Objective =>
Put every line of the material below into a JSON list of strings, one string per line, with blank lines left out.

________________________________________

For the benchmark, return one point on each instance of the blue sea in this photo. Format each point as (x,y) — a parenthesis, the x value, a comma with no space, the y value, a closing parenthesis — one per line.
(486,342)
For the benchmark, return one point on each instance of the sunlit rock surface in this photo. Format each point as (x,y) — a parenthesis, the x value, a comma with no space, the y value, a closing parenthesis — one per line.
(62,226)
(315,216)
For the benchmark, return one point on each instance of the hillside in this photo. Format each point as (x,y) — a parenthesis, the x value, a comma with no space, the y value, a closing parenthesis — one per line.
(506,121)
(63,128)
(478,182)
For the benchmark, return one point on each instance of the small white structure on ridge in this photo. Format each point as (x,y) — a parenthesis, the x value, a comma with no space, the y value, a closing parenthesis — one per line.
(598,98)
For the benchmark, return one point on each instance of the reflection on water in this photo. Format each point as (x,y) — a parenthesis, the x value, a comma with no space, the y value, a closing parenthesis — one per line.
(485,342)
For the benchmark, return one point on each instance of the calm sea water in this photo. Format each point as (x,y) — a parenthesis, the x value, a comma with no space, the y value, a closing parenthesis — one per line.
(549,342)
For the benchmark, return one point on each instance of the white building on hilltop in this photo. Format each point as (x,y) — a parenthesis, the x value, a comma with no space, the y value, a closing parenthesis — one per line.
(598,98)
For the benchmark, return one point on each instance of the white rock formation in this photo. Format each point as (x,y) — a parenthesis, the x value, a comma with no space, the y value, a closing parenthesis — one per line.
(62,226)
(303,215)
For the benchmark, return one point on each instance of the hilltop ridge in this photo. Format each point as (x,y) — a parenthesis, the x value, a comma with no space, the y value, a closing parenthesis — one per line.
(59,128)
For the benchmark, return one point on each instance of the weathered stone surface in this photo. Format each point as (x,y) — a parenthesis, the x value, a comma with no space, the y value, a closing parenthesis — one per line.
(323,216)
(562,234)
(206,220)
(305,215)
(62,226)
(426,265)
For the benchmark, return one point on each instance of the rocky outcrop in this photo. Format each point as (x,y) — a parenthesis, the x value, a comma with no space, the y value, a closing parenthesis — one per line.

________________________________________

Output for this task =>
[
  "For the benchmark, return one point on each instance of the blue sea in this photo. Format each point as (x,y) — a parenthesis, the x value, a comma with no space, the y value, a closing parenthesis — one per line.",
  "(486,342)",
  "For the benchmark, return one point on each instance of the sunlit rock surface in this photo. Format each point as (x,y) — a parenthesis, the x value, a comma with no space, the y value, a closing parenthesis — one per line.",
  "(62,226)",
  "(315,216)",
  "For the benchmark, return one point on each instance of the hillside in this photo. Format each point as (x,y) — a parenthesis, the x value, a comma with no space, the y value, a closing parenthesis — one per line.",
  "(506,121)",
  "(63,128)",
  "(478,182)",
  "For the benchmark, return one point on each instance of the small white structure on ridge in this photo. Format each point as (x,y) — a parenthesis, the x value, a comma with no space, the y value, a closing parenthesis — one per line.",
  "(598,98)",
  "For the benchmark, return one point on each instance of the reflection on water in this photo. Format each point as (x,y) — a parenthesis, the x value, a comma with no space, the y value, a closing parenthesis — one per line.",
  "(485,342)",
  "For the benchmark, return one point on each instance of the calm sea water in this photo. Format each point as (x,y) — a parenthesis, the x value, a comma with no space, the y value, a closing parenthesis — one per line.",
  "(549,342)",
  "For the benchmark, return one point on each instance of the white building on hilltop in this photo. Format each point as (x,y) — a parenthesis, the x value, a comma with no space, the y value, a closing parenthesis — one per line.",
  "(598,98)",
  "For the benchmark, return one point on each instance of the white rock formation in this photo. Format each point as (x,y) — a parenthesis, the x value, a comma with no space, the y value, a closing parenthesis — one per line.",
  "(62,226)",
  "(303,215)",
  "For the benchmark, return one point on each instance of the hilltop ridge in this photo. Format each point as (x,y) — a parenthesis, the x value, a comma with no space, the y value, a closing parenthesis — one per line.",
  "(59,128)",
  "For the benchmark, return one point on each instance of the weathered stone surface in this photo. Format each point as (x,y) — a parenthesis, the x value, a comma with no space, the y value, a closing parenthesis — one per line.",
  "(323,216)",
  "(562,234)",
  "(206,220)",
  "(305,215)",
  "(62,226)",
  "(426,265)",
  "For the benchmark, return one point on each instance of the rocky outcrop in this photo. Format each point as (x,y) — a parenthesis, the x value, a comma with no space, the y value, a closing parenthesis — one per line."
]